Activity => Word for word, transcribe the data below from the line with "TARGET: spire" to the line with "POINT: one per instance on the pitched roof", keeping both of those lines.

The data =>
:::
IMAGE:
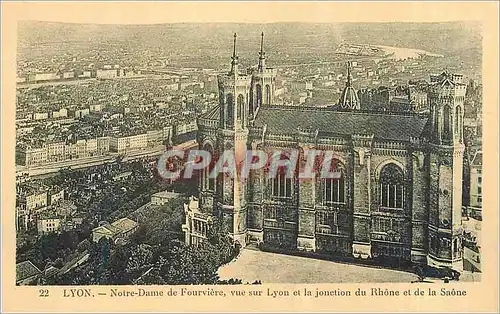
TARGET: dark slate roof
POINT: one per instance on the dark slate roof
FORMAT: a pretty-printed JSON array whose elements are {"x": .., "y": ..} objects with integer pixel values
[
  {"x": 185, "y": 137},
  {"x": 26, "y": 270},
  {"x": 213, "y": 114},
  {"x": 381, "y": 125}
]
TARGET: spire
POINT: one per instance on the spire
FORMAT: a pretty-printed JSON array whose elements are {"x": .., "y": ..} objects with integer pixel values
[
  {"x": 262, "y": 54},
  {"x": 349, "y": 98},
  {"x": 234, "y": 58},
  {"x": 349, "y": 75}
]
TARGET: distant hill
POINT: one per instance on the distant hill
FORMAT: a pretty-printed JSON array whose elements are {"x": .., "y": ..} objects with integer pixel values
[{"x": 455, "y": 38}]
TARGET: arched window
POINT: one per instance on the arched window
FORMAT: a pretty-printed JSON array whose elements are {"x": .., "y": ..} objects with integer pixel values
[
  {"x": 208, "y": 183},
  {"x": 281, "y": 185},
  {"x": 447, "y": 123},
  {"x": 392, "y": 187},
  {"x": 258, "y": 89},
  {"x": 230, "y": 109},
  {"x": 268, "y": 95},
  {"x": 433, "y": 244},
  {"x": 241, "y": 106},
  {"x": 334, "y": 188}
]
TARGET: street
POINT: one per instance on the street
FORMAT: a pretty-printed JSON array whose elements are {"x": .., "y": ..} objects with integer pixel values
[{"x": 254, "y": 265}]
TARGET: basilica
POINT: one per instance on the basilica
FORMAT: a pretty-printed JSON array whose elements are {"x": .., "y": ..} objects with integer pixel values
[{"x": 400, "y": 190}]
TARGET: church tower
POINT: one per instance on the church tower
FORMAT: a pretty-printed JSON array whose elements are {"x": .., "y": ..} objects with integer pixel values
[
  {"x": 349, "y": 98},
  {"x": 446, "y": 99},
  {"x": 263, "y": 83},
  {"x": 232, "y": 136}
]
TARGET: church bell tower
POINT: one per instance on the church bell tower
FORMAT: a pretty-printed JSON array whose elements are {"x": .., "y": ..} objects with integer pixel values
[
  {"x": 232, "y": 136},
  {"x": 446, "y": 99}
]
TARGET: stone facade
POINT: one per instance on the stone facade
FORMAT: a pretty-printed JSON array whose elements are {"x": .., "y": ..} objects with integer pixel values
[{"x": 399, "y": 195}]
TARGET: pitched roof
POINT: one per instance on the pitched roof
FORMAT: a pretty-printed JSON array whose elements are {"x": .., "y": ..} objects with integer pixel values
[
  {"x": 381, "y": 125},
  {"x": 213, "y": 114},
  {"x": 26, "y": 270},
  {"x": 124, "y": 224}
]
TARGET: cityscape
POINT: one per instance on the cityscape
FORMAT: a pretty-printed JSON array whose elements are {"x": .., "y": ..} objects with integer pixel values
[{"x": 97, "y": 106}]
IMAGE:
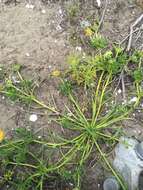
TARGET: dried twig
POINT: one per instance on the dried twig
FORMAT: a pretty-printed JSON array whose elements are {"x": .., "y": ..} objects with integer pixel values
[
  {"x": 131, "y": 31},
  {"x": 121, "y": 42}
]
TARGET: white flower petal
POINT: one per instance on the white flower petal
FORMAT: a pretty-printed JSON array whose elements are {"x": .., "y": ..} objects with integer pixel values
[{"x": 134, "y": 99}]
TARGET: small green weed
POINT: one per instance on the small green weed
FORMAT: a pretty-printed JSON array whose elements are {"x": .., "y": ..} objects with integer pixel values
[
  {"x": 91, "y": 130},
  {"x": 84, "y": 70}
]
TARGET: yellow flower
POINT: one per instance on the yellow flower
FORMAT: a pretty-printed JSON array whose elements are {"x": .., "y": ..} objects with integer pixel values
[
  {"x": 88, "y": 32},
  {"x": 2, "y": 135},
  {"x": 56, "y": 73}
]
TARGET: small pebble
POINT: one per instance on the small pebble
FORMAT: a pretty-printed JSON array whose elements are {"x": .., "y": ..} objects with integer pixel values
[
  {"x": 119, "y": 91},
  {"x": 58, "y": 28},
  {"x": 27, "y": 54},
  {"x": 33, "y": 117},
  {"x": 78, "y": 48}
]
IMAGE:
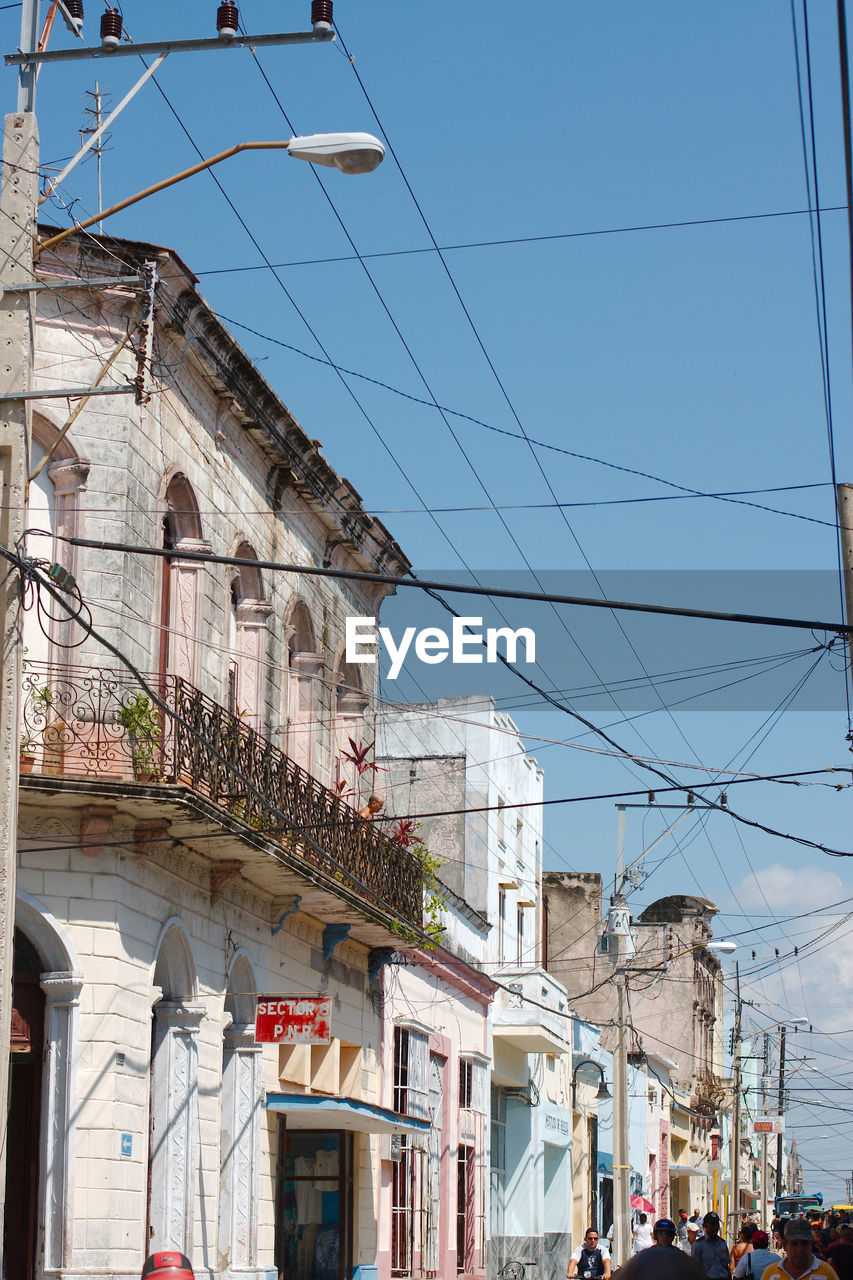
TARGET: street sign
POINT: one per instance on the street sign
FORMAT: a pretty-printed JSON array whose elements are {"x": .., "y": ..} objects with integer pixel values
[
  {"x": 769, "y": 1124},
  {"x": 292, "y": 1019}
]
:::
Task solution =>
TARGET: spire
POINT: one per instance on the spire
FORMAT: a pretty-printed JSON array whose elements are {"x": .., "y": ..} objects with integer pixel values
[
  {"x": 262, "y": 54},
  {"x": 349, "y": 98},
  {"x": 234, "y": 58},
  {"x": 349, "y": 75}
]
TARGET: distant hill
POINT: one per instance on the distant hill
FORMAT: a pretty-printed JSON array whose elements are {"x": .., "y": ..} objects with integer pixel values
[{"x": 455, "y": 38}]
TARGET: arched window
POINT: one per instance on the arched window
FORMAT: a pretty-printed JSON array whose elements are {"x": .., "y": ..} objects with integer pixel values
[
  {"x": 208, "y": 183},
  {"x": 281, "y": 185},
  {"x": 447, "y": 123},
  {"x": 392, "y": 187},
  {"x": 258, "y": 89},
  {"x": 230, "y": 109},
  {"x": 268, "y": 95},
  {"x": 433, "y": 244},
  {"x": 241, "y": 106},
  {"x": 334, "y": 188}
]
TARGET: street
POINT: one per instance on the street
FORMAT: a pretty-printed JSON array whose elements are {"x": .., "y": ..} objects with integer pixel values
[{"x": 254, "y": 265}]
TARGET: basilica
POINT: one per instance on the basilica
FORMAT: a pretty-printed JSON array whose elements are {"x": .., "y": ..} objects with integer pixel values
[{"x": 400, "y": 190}]
TARGET: church tower
POINT: one per instance on the church tower
FORMAT: a pretty-printed JSON array whose elements are {"x": .., "y": ..} objects with integer pixel values
[
  {"x": 349, "y": 98},
  {"x": 446, "y": 99},
  {"x": 263, "y": 83},
  {"x": 232, "y": 136}
]
TARGET: church bell tower
POINT: one per instance on the church bell tower
FORMAT: a pretty-printed JSON array whose elements are {"x": .., "y": ..} objects with integer pixel values
[
  {"x": 232, "y": 136},
  {"x": 446, "y": 99}
]
TARGET: stone facade
POINT: one per instance on the stone facade
FORMAT: a pretty-printed JSON array whose elements are {"x": .., "y": ..} objects with integer pixel values
[{"x": 399, "y": 195}]
TARGET: pitched roof
POINT: one per instance on the pitched roof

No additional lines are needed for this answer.